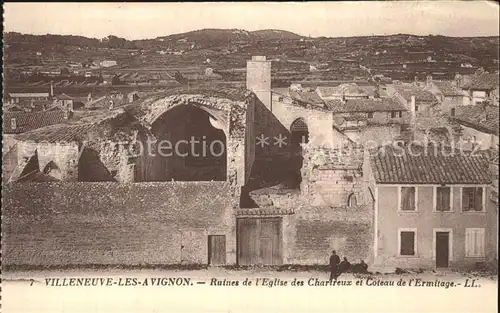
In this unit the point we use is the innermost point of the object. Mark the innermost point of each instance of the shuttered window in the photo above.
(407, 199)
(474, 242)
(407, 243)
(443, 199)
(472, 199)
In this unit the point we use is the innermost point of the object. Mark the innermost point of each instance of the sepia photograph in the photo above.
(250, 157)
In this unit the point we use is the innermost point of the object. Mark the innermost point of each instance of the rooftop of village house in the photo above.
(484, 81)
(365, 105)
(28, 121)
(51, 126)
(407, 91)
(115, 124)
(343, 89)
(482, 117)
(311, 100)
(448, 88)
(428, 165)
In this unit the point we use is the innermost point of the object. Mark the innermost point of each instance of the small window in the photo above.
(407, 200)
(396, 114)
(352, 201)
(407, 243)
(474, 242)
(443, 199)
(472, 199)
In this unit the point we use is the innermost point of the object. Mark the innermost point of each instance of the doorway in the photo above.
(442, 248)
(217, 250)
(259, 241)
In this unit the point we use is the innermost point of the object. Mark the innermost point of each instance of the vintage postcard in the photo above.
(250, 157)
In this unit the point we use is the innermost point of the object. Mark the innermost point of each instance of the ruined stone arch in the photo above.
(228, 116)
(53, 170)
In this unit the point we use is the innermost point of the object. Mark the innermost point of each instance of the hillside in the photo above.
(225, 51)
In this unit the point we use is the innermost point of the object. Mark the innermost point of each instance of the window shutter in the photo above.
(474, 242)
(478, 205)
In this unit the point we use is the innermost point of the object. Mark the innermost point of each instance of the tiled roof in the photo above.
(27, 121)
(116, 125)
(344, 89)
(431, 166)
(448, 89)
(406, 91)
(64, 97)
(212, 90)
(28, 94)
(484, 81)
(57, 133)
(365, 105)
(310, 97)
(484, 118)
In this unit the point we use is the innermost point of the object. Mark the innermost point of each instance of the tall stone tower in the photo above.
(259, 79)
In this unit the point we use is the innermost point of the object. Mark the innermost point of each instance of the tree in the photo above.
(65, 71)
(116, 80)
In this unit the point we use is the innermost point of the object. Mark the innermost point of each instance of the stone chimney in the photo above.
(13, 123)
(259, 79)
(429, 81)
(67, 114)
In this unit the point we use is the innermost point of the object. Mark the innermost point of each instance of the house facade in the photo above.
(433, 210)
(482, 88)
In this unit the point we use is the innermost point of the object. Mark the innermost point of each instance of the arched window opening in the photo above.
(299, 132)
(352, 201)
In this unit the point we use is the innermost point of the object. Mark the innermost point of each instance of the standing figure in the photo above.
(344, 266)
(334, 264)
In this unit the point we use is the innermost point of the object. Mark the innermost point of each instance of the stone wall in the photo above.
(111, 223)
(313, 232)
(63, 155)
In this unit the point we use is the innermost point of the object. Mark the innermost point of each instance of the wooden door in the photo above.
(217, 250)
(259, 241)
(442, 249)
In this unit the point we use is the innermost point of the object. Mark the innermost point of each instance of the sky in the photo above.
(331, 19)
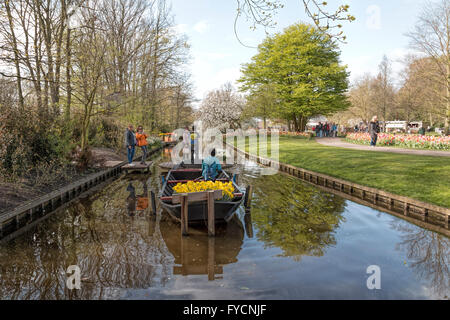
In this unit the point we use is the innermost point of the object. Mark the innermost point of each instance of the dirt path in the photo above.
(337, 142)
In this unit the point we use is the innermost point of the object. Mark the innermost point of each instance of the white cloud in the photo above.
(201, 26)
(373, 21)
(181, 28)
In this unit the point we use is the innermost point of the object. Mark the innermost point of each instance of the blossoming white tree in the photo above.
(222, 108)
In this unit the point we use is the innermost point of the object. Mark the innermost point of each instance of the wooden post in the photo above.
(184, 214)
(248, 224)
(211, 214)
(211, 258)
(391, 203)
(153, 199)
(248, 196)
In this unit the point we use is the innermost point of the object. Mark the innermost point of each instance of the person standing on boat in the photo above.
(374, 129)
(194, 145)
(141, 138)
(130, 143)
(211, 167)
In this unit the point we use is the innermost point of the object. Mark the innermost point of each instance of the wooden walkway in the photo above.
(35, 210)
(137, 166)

----

Your instructions - Give the entries again without a single change, but with no pictures.

Reply -
In this unit the point we use is the innermost point of the object. Mark the innermost point of each instance of the shuttered window in the photo above.
(407, 199)
(474, 242)
(407, 243)
(443, 199)
(472, 199)
In this unit the point we use is the innermost point of the object. Mark the innermost point of each instance of the sepia photograph in the photo above.
(250, 157)
In this unit the point we use is the innermost point of the object. Mark the innermost point of each instance of the rooftop of village house in the photo above.
(484, 81)
(365, 105)
(28, 121)
(51, 126)
(407, 91)
(115, 124)
(343, 89)
(482, 117)
(311, 100)
(448, 88)
(428, 165)
In this unit the point we use is the innermost point of the object. Mark the innermost point of each instance of the small window in the photo above.
(407, 200)
(396, 114)
(352, 201)
(407, 243)
(474, 242)
(443, 199)
(472, 199)
In this unit the point we use is the innermost point of the object. Mark the innermost point of each instance of the doorway in the photo above.
(442, 248)
(217, 250)
(259, 241)
In this unit the point we use is the innermost point of the object. Mark the innermost point of each instance of the vintage postcard in the photo above.
(250, 157)
In this unit the point we use is the innermost point of the object. Mark the innermost point of each instance of the ruined stone arch in the photo above.
(228, 116)
(53, 170)
In this unit the point we use is the innermost point of the object. Mark the innermost point of each instance of the hillside in the photo above.
(225, 51)
In this unit the point we use is the innermost point of the object. Mark the innermost point of each instance of the window shutter in the photo above.
(474, 242)
(478, 205)
In this unit the point we use is the innermost point of the object. Mark the innermost point of each instance of the tiled roof in the photo above.
(27, 121)
(116, 125)
(344, 89)
(431, 166)
(448, 89)
(406, 91)
(64, 97)
(212, 90)
(28, 94)
(484, 81)
(57, 133)
(365, 105)
(310, 97)
(484, 118)
In this unit the point we use is the innermost point of the object. Mark the innermost point of each instance of the tall stone tower in the photo above.
(259, 79)
In this unit the point we use is the innermost point of the object. Mark the innermost point of each instance of the tree in the photo above.
(65, 71)
(116, 80)
In this unit the point we use is the innermost point of the object. Mark the innermost point of each instance of the stone chimney in the photo above.
(13, 123)
(259, 79)
(429, 81)
(67, 114)
In this unit the point we use is the innermost point of the object. Mark the innermost point of each instance of the house facade in the photo above.
(433, 210)
(482, 88)
In this unit the point we use is the innermost point of the object. Mark the innermost point of each instance of the arched window opening in the photo above.
(299, 132)
(352, 201)
In this unit the point we use is the innermost point of the object. Mark the innermost point of each instance of the standing figure in the photo above.
(344, 266)
(334, 264)
In this unit the point we use is the innermost point of the object. Mark the innermost point of each instance of the stone wall in the photo above.
(111, 223)
(313, 232)
(63, 155)
In this unit the point we use is the innermost point of the object. Mark the innermost point of each instance of the wooden door in the photo above.
(217, 250)
(259, 241)
(442, 249)
In this unit the point we use is the innermost point of the object. Mark the innermost point of each instance of the sky in the photo above.
(331, 19)
In this unit the point we use is the innermost point of the object. Mark the innermost point of each instance of the dirt path in the photo above.
(337, 142)
In this unit the point we use is the innermost point of the object. Mark the innermost point of each instance of the white cloud in the photo above.
(201, 26)
(373, 21)
(181, 28)
In this unit the point we use is the innermost point of the object. Mark the innermost point of each instance of the blossoming white tree in the photo above.
(222, 108)
In this unit the point we use is the innermost point of the object. Mark the innermost point of each instance of the wooden post in the photo above.
(184, 214)
(248, 224)
(211, 214)
(211, 258)
(391, 203)
(153, 199)
(248, 196)
In this unit the point we use is the innermost point of the object. Mark the innermost point of each instance of the person standing on boat in the photo above.
(374, 129)
(194, 145)
(141, 138)
(130, 143)
(211, 167)
In this unit the point we use is the innermost point of the object. Mark the innermost point of each instance of the wooden walkway in the photo above.
(35, 210)
(137, 166)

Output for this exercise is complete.